#### [REQUEST]
Rewrite the listing from the line containing "ROI: door frame trim" through the line containing "top-left (82, 270), bottom-right (109, 286)", changing "integer pixel coords" to "whole-number pixel coordinates" and keeping everything else the same.
===== SUPPLIED RECORDS =====
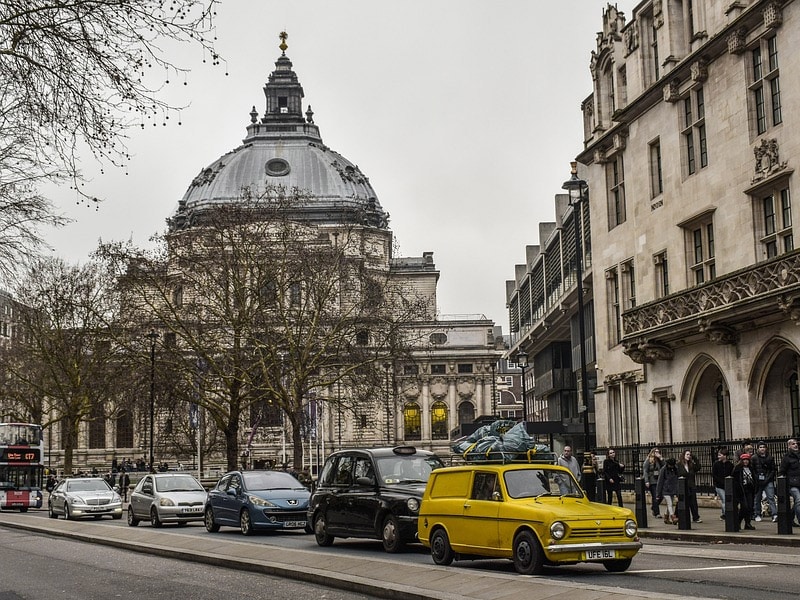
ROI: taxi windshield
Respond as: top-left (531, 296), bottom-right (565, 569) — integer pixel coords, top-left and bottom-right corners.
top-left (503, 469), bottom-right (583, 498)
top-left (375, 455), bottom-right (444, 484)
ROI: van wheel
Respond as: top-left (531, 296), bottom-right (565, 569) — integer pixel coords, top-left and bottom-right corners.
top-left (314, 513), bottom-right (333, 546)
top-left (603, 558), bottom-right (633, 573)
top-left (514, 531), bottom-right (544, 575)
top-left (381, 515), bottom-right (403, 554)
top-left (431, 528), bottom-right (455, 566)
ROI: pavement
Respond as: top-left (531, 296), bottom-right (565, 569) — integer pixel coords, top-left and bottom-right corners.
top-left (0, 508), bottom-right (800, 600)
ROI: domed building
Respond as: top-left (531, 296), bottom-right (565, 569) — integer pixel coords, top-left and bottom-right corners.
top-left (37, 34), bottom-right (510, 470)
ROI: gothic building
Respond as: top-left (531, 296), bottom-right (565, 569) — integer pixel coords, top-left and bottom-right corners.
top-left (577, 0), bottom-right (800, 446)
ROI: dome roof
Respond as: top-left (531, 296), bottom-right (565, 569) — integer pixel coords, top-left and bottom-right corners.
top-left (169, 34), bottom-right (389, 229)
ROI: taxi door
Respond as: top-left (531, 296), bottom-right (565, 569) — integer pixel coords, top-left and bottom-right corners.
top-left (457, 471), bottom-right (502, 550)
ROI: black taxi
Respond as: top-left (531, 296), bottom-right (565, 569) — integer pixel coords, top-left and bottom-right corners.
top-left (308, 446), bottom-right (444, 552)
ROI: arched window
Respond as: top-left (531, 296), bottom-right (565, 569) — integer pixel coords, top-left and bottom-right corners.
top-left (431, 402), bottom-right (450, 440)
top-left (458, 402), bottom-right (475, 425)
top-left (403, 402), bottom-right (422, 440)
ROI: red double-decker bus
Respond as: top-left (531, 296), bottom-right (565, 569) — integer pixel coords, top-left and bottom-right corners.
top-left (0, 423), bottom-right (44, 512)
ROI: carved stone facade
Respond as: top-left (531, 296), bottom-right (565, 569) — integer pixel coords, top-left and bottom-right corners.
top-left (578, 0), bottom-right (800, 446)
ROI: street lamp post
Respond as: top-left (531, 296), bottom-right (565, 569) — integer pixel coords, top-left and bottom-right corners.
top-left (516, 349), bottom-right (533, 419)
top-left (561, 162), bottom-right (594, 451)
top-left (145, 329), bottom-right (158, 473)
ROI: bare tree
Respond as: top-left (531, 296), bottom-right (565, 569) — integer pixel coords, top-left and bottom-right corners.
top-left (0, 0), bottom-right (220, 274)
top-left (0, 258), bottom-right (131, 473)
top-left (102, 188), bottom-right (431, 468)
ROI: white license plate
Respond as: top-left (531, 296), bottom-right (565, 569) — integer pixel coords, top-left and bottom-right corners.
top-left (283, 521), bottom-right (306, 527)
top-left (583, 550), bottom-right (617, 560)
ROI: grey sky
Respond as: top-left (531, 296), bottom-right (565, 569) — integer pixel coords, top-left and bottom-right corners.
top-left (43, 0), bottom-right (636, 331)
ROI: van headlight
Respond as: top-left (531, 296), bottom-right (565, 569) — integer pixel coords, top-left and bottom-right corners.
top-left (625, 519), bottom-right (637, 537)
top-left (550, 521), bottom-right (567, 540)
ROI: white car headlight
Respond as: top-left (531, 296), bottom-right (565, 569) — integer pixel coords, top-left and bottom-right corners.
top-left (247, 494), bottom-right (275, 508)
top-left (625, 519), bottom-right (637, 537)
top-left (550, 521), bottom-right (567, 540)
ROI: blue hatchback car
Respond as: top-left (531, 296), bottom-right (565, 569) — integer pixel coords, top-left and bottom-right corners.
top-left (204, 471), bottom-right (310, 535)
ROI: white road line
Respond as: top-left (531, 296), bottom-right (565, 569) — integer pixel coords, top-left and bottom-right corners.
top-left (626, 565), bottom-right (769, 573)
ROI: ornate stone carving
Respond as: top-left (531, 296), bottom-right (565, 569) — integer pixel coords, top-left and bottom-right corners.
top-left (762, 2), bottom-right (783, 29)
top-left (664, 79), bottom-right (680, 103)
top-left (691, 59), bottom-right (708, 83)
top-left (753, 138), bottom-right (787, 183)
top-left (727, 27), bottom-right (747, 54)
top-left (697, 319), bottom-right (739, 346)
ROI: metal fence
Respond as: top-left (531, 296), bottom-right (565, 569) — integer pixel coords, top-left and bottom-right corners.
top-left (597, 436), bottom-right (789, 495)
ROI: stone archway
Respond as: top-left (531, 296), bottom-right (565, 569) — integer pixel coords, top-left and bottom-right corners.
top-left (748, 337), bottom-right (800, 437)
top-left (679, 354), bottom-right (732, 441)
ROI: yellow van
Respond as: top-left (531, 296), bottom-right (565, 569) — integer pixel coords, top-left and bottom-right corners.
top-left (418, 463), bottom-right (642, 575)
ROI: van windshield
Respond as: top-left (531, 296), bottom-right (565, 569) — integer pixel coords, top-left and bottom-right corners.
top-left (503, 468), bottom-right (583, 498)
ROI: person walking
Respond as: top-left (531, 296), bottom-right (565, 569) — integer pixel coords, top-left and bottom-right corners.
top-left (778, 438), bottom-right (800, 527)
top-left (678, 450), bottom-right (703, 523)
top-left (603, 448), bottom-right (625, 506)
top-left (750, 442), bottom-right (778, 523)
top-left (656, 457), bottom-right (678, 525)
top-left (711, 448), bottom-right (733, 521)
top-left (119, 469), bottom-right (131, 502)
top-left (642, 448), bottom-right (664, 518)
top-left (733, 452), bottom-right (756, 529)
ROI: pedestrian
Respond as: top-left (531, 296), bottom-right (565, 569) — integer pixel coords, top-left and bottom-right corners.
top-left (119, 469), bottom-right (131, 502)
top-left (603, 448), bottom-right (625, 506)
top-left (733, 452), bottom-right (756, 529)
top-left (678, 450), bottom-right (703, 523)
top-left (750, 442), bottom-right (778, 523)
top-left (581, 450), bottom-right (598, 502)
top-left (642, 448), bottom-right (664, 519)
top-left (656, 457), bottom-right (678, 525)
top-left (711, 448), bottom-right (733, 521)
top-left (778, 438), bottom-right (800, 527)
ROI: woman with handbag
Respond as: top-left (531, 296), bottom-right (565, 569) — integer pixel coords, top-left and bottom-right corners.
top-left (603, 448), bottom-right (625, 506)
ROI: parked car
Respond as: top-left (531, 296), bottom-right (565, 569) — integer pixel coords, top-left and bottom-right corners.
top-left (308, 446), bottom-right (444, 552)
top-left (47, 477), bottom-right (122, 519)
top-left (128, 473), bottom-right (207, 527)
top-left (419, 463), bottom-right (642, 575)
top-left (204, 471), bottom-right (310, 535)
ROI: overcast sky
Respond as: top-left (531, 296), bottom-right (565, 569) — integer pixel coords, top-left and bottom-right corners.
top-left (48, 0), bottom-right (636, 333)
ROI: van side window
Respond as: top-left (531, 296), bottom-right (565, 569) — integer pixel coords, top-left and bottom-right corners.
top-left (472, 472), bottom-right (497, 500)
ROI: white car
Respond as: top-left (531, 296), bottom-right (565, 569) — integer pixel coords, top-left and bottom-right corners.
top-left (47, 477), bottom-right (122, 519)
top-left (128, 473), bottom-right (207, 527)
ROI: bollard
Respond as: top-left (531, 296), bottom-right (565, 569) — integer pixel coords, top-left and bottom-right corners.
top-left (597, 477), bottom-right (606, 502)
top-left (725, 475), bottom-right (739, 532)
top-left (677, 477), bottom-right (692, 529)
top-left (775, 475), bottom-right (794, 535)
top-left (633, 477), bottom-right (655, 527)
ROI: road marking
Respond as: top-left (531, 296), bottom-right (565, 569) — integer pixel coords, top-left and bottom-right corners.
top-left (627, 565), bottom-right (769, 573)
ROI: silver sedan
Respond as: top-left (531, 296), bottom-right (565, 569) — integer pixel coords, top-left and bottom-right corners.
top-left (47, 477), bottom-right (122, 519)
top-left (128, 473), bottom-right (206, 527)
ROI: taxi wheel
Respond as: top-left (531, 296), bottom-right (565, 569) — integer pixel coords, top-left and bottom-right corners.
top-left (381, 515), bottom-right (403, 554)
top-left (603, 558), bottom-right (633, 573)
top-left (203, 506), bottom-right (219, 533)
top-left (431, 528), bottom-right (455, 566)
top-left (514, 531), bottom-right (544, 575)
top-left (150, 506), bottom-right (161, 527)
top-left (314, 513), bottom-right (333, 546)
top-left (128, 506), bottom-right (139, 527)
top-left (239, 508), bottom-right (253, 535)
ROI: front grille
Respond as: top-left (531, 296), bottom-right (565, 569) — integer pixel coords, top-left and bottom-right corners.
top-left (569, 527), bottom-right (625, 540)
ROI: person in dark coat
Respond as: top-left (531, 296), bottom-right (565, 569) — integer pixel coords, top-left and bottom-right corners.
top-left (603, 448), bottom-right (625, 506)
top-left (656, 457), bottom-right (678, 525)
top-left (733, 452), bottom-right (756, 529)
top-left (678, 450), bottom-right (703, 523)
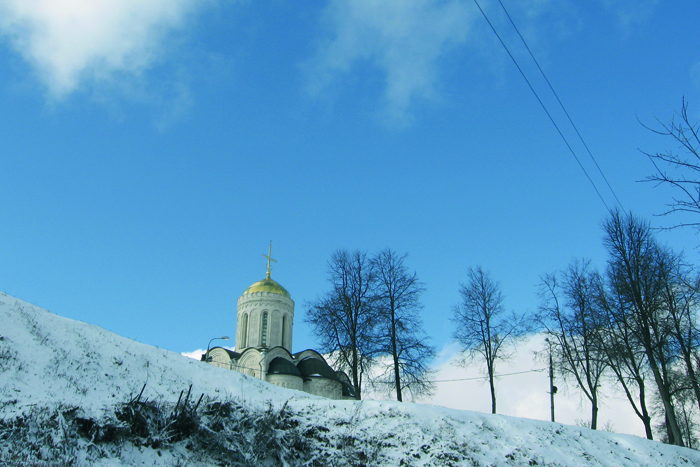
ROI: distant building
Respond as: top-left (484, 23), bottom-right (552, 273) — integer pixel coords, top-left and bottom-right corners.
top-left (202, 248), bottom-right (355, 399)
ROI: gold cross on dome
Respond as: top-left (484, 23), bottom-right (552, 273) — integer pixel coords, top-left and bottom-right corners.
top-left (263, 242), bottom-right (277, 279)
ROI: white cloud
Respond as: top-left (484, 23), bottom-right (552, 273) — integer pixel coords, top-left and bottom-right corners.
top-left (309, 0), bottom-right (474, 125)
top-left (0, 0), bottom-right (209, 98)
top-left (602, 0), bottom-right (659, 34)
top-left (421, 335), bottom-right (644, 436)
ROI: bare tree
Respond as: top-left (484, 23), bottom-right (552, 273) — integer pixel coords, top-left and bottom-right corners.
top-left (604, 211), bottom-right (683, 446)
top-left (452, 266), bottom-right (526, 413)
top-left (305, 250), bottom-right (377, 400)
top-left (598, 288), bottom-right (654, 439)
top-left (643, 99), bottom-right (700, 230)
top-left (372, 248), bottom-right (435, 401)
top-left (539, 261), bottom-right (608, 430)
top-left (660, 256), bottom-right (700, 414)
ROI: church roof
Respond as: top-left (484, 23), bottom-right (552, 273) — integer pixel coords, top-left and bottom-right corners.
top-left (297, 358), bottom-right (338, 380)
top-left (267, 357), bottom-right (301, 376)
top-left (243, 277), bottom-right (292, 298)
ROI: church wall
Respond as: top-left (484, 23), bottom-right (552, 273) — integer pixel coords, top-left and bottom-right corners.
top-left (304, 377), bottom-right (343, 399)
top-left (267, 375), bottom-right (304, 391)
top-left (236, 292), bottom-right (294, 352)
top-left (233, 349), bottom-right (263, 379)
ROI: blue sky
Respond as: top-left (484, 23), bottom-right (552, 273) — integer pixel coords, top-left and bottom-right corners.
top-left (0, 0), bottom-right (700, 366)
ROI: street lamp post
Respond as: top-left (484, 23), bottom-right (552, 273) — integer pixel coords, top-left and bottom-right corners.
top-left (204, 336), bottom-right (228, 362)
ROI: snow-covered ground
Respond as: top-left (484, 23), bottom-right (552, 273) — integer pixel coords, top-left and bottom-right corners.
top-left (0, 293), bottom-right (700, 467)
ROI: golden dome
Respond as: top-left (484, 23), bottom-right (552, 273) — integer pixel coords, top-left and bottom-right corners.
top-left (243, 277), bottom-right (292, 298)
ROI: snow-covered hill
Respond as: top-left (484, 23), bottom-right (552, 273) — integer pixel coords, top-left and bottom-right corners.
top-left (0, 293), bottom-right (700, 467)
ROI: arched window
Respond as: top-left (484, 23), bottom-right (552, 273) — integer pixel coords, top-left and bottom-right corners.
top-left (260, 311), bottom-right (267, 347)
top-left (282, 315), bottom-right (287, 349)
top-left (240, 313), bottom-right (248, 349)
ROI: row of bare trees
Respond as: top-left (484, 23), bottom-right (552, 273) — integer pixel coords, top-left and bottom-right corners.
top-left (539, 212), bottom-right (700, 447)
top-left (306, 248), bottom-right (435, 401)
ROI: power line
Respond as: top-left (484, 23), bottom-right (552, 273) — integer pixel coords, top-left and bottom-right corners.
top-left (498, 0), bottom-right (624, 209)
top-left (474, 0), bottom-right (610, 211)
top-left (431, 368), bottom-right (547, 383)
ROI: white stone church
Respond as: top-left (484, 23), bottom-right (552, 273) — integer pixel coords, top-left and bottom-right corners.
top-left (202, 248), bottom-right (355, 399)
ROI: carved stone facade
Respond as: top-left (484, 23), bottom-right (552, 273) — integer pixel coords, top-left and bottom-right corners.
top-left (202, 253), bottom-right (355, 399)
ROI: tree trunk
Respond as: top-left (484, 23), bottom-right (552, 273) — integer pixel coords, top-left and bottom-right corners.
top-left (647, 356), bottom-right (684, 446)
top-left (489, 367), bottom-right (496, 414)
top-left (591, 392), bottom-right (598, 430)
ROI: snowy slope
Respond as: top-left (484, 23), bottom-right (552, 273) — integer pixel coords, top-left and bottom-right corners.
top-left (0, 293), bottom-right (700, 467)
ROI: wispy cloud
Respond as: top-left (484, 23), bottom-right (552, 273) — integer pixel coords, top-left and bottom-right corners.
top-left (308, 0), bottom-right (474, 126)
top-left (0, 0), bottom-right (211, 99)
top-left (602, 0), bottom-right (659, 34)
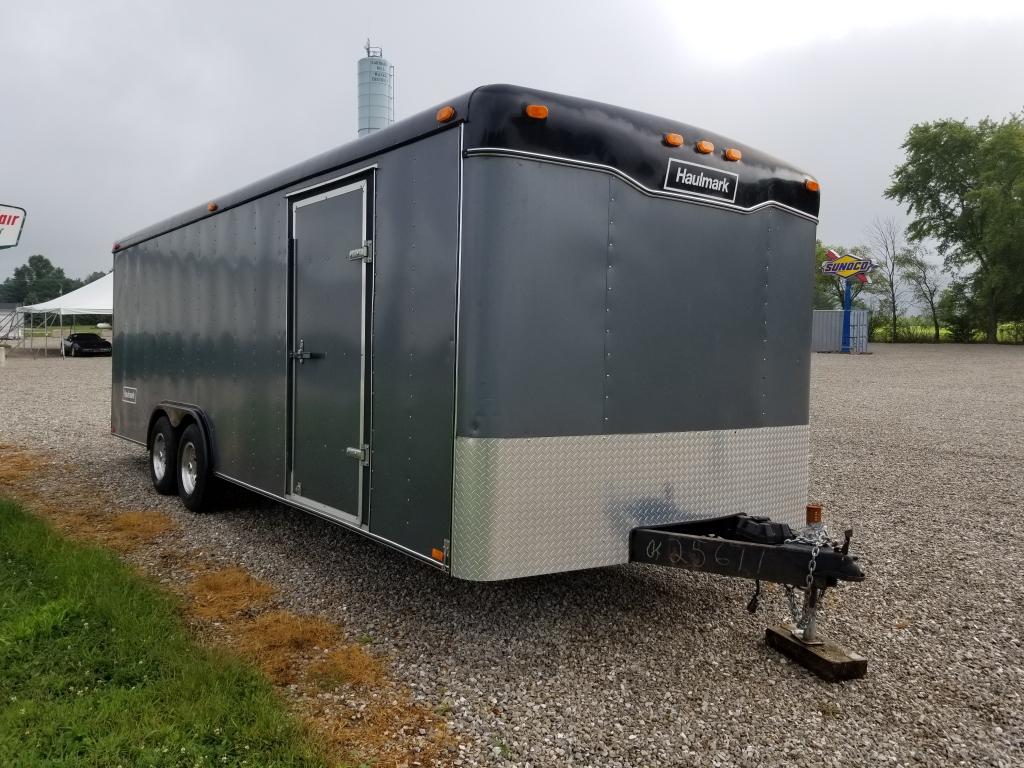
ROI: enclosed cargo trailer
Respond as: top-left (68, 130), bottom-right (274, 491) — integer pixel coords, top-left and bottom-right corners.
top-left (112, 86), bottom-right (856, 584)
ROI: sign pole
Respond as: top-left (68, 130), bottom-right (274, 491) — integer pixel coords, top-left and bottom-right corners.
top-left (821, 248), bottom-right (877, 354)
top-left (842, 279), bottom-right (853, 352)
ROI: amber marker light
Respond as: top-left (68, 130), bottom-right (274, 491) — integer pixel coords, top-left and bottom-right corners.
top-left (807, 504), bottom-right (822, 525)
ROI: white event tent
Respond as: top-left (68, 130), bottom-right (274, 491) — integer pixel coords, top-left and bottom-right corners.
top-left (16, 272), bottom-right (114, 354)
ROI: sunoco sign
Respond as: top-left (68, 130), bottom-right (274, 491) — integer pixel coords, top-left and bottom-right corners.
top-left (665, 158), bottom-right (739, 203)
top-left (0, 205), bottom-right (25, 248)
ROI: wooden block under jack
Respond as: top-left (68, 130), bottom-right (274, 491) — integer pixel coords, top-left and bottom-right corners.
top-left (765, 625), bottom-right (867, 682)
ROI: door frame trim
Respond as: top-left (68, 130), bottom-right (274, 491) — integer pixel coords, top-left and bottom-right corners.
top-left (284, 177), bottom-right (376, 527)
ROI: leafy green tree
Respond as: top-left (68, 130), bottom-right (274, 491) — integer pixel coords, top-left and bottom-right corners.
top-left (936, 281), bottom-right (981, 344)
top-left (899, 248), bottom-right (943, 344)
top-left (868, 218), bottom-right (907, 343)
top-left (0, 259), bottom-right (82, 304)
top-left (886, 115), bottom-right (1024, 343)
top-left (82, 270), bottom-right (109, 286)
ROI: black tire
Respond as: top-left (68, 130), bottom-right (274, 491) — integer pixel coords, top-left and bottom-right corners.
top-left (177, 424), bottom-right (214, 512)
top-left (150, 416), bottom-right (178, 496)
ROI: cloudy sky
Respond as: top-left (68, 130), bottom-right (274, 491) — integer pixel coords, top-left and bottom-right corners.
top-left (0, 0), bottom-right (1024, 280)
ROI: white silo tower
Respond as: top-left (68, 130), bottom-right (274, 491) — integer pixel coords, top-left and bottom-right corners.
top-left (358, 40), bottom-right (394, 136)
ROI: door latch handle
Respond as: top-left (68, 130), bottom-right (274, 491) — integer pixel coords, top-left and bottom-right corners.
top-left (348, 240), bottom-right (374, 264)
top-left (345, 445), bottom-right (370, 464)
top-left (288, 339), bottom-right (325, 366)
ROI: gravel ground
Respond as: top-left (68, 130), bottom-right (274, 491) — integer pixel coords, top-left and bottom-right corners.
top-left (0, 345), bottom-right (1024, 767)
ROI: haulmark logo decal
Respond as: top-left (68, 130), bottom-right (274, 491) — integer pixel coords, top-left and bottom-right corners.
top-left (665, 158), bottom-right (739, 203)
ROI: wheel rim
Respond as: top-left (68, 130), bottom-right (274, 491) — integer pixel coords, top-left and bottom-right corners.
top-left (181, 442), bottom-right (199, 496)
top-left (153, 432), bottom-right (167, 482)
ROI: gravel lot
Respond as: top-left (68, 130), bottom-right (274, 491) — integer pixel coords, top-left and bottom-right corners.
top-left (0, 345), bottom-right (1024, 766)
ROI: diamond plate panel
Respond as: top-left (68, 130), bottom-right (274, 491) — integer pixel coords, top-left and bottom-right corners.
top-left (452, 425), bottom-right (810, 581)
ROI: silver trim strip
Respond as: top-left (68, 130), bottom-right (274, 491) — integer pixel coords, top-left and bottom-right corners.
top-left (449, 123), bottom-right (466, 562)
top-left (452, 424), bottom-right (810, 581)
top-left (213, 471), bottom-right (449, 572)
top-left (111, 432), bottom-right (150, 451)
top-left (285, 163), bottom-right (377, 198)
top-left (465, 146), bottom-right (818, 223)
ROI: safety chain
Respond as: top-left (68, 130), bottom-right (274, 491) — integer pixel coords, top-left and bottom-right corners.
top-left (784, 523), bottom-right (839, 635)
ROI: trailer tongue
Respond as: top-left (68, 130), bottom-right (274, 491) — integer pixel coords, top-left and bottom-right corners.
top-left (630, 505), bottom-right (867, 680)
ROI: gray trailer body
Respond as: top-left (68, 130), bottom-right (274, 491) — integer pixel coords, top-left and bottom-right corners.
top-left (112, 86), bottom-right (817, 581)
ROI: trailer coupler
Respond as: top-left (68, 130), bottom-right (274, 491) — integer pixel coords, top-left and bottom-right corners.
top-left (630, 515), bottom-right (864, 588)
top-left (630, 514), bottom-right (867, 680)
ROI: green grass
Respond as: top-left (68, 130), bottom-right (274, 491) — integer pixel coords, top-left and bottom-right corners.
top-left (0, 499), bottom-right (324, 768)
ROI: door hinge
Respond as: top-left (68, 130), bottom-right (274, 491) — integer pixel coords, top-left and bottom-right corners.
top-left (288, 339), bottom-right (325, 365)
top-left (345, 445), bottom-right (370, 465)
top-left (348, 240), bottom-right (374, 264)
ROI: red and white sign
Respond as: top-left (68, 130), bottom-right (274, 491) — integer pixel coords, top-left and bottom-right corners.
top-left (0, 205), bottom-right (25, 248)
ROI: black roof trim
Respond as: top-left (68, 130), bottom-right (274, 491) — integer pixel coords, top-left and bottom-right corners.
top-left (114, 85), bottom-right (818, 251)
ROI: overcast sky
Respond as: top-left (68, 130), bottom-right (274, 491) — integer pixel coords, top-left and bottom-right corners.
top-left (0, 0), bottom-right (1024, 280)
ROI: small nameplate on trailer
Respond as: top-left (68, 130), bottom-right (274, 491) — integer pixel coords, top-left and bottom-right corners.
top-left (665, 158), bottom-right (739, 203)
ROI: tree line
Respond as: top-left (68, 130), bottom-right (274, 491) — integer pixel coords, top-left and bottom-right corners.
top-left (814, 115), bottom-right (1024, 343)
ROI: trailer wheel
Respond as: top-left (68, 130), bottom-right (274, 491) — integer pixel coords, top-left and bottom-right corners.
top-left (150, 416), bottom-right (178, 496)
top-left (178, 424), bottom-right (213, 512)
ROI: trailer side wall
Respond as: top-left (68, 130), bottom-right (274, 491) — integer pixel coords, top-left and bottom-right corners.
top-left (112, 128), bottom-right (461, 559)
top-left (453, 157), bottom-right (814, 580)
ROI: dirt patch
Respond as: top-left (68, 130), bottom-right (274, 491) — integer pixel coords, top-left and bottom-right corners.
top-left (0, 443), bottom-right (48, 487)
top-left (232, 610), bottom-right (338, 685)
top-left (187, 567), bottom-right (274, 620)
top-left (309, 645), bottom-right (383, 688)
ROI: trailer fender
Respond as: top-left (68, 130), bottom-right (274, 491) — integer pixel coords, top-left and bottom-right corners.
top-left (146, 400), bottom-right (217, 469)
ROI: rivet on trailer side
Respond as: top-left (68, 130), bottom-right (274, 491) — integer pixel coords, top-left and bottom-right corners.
=====
#### [RESULT OF THE EXERCISE]
ROI: door frame trim
Respond as: top-left (68, 130), bottom-right (274, 491) — whole-number pixel coordinates, top-left and bottom-right corners.
top-left (284, 177), bottom-right (376, 527)
ROI: leafy green tree
Respond as: top-left (68, 130), bottom-right (274, 491) — whole-number pixel coordinates, top-left and bottom-right corners.
top-left (936, 281), bottom-right (981, 344)
top-left (899, 248), bottom-right (943, 344)
top-left (868, 218), bottom-right (907, 343)
top-left (0, 259), bottom-right (82, 304)
top-left (886, 115), bottom-right (1024, 343)
top-left (82, 270), bottom-right (109, 286)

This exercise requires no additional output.